[Records]
■ ■ ■ ■

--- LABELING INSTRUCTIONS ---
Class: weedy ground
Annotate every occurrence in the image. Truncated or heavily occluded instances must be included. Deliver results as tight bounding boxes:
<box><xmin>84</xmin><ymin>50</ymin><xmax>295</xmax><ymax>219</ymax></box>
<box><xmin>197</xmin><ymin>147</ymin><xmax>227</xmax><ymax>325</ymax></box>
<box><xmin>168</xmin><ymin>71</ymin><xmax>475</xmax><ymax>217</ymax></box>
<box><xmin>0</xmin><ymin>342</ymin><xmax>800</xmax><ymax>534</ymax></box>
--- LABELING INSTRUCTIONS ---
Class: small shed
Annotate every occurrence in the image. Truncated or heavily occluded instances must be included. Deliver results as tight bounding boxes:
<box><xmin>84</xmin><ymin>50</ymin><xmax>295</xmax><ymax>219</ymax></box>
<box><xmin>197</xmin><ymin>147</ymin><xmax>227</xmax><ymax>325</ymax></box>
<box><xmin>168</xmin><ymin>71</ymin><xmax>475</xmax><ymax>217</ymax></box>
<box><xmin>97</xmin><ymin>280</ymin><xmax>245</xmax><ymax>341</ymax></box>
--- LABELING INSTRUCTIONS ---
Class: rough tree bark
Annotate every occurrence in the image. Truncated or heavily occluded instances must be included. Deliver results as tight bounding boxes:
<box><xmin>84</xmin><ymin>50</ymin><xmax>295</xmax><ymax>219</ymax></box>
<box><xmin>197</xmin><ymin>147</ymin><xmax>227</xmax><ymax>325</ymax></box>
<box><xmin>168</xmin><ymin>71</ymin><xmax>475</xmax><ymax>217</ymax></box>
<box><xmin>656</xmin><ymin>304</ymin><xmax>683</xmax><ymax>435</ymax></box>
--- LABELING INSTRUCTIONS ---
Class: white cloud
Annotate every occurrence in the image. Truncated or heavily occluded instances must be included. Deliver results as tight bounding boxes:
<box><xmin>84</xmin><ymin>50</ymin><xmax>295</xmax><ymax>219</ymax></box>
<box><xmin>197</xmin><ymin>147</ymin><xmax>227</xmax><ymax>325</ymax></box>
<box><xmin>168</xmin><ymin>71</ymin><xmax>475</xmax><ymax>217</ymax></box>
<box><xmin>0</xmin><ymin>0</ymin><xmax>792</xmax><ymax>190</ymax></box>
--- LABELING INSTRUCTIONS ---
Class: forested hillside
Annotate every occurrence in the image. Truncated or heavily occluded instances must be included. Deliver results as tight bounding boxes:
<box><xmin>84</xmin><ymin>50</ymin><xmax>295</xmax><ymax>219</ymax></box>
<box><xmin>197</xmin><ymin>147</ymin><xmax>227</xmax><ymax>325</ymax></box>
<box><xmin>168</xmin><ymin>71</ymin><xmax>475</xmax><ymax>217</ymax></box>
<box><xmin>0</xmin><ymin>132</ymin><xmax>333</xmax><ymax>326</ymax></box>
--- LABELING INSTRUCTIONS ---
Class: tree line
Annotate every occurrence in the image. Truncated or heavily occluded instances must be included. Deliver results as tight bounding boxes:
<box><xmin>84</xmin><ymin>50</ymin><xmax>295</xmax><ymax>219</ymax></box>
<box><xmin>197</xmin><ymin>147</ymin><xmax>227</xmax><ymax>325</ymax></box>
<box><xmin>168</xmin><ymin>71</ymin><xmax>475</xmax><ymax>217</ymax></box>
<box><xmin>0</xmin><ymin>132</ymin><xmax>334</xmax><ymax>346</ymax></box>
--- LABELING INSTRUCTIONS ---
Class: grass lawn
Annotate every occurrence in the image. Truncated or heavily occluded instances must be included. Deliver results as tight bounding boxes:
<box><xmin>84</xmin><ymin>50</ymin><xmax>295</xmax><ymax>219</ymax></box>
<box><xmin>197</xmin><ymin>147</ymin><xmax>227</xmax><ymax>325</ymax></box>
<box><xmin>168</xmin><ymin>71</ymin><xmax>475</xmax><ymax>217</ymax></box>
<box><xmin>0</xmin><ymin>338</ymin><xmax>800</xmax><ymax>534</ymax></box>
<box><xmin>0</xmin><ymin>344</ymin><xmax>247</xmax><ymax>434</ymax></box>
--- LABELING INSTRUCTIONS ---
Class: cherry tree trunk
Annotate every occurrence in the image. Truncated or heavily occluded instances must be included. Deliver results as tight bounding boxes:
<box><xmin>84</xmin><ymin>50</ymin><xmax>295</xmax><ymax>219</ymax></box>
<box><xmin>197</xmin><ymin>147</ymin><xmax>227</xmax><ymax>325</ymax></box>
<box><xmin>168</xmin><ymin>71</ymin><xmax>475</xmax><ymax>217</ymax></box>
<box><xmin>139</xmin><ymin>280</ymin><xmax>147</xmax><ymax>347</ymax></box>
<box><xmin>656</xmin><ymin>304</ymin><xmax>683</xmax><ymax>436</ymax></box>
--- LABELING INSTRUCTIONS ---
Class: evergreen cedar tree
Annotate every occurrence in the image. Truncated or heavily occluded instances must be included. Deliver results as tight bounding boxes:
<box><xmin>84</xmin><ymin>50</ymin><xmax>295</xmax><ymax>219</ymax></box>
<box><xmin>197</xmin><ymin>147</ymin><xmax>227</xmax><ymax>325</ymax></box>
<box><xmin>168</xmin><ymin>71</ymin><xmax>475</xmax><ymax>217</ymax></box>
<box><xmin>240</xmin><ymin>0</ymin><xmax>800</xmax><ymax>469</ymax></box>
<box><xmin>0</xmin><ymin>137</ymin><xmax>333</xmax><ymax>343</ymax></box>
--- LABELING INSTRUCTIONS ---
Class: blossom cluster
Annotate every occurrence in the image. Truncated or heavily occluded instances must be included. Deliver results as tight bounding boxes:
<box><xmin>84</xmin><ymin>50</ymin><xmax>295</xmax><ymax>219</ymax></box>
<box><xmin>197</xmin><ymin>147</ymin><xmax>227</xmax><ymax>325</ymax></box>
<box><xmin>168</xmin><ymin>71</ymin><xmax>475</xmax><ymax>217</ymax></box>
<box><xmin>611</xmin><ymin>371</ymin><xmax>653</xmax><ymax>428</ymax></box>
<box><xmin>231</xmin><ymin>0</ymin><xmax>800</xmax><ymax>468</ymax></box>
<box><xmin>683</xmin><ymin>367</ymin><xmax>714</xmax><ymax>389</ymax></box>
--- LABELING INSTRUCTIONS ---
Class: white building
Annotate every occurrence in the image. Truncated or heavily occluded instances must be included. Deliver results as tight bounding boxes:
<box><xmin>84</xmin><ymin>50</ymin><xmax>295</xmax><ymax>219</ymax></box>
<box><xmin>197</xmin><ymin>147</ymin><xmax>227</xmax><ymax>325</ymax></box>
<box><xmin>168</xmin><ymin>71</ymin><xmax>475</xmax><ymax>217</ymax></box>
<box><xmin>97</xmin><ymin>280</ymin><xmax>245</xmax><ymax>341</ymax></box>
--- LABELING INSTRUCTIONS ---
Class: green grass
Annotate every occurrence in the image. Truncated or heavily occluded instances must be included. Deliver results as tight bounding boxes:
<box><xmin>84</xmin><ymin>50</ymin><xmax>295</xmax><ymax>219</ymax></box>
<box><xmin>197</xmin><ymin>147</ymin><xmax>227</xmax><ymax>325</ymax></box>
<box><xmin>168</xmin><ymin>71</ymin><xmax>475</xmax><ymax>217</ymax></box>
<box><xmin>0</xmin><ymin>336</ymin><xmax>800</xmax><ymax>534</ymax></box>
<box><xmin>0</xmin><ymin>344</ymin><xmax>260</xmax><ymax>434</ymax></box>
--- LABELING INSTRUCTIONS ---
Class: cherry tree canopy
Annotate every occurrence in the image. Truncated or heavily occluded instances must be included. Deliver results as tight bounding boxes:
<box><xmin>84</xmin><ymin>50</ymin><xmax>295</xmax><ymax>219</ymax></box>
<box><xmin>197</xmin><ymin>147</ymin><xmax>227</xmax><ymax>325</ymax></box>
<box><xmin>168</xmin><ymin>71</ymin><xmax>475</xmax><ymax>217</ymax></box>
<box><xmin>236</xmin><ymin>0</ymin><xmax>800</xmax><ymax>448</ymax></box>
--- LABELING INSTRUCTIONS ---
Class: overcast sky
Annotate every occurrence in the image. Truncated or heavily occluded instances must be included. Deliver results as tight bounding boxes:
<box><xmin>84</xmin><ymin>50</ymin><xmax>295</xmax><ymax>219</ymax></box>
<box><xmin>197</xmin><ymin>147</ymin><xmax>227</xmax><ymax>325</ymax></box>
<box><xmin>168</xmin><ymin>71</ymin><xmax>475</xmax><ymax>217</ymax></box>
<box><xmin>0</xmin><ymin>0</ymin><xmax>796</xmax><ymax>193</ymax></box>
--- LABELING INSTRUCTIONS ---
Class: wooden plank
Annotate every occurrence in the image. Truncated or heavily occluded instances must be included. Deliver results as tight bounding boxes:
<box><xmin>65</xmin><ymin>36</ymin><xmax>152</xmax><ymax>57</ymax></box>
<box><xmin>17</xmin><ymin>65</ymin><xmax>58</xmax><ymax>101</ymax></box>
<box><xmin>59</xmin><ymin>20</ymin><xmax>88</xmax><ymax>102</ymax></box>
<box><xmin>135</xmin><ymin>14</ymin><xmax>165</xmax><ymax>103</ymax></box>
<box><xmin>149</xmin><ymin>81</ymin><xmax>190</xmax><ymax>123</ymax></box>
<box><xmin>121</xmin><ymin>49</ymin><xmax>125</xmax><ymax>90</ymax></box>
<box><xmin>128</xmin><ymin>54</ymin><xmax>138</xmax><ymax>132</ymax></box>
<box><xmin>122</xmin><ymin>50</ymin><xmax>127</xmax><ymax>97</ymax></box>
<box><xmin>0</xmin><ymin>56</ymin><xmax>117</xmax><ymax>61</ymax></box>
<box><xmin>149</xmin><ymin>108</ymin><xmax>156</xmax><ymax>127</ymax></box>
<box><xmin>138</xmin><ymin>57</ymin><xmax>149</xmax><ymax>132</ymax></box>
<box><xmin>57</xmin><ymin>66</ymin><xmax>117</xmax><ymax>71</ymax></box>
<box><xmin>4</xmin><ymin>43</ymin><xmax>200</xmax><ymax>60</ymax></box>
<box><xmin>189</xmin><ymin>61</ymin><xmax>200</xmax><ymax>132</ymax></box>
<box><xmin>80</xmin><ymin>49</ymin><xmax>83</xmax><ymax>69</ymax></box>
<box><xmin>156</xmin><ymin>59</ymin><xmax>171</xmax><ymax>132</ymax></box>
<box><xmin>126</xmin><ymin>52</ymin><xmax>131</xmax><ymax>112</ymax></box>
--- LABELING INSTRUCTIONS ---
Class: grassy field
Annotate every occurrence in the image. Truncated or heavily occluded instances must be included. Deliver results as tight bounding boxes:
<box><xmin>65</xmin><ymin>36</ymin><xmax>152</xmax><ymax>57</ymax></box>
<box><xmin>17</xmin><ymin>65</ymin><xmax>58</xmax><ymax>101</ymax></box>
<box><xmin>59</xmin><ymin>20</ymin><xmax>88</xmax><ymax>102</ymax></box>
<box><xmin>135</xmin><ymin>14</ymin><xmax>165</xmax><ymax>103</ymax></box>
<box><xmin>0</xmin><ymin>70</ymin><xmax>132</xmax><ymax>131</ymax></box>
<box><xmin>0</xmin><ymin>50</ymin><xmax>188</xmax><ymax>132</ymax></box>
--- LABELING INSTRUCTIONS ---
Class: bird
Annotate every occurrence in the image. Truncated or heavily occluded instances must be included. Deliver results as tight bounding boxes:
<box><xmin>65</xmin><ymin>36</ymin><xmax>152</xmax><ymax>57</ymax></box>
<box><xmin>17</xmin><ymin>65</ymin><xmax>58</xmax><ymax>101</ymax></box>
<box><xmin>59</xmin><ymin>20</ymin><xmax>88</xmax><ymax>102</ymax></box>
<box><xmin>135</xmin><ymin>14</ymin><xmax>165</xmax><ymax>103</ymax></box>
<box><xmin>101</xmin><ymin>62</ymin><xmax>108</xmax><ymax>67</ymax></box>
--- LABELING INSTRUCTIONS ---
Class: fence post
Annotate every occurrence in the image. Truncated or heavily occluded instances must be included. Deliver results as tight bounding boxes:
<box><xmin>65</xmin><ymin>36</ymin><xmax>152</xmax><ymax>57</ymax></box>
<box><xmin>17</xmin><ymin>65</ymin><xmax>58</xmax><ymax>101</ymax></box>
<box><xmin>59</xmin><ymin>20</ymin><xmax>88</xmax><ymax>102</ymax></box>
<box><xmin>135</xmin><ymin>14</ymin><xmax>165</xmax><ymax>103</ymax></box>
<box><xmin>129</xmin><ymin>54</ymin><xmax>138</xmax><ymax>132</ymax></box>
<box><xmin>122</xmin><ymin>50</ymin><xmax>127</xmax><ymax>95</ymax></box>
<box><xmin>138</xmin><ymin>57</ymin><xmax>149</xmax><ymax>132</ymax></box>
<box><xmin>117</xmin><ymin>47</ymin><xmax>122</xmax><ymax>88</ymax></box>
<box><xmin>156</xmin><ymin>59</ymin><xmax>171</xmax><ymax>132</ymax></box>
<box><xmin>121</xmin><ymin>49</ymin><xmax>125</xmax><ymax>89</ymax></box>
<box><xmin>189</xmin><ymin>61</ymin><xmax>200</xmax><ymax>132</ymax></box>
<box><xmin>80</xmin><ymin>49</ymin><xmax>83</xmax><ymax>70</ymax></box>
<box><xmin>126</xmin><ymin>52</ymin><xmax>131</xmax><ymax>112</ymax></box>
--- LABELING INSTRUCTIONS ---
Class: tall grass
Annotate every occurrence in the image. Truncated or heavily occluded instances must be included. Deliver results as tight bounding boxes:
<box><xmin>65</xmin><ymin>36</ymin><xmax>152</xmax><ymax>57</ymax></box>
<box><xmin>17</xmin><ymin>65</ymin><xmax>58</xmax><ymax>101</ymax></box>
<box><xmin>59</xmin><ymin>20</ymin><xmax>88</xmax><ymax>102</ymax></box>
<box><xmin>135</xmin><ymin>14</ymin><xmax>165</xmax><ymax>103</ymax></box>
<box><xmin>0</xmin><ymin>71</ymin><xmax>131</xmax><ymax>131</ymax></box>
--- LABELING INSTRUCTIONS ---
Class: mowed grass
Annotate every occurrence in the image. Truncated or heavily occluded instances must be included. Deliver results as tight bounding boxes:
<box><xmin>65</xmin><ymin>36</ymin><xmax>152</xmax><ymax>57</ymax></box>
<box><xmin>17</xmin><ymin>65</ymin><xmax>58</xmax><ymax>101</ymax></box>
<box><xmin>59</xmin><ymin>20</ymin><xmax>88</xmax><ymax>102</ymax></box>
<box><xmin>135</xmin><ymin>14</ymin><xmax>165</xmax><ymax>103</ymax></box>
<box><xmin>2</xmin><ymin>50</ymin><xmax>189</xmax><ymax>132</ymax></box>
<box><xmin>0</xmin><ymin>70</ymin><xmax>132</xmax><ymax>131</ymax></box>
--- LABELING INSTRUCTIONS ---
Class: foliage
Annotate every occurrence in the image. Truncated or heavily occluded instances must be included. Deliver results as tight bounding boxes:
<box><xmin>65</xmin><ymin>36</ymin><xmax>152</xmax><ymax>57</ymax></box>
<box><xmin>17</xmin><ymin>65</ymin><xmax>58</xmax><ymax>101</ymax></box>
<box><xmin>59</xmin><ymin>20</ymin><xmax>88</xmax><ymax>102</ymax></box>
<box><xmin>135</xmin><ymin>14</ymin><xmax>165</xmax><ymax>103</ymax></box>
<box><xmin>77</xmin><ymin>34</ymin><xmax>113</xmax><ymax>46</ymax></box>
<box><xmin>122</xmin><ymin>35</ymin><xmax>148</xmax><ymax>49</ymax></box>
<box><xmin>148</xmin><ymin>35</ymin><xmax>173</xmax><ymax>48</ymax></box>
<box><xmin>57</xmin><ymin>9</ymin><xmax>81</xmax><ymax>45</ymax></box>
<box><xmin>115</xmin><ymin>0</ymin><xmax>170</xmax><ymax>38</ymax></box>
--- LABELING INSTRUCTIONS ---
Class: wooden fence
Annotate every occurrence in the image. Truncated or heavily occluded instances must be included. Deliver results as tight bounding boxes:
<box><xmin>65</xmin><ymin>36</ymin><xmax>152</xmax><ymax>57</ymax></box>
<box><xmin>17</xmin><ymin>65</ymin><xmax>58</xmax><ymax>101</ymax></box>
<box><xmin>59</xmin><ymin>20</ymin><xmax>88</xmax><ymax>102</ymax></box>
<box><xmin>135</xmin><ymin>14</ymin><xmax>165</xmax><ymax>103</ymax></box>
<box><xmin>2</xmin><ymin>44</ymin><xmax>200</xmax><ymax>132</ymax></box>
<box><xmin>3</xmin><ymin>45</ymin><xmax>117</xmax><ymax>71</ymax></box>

■ ■ ■ ■

Show each line from the records above that contains the word "wooden", copying it in full.

**WRITTEN SOLUTION**.
Class: wooden plank
Class: wooden fence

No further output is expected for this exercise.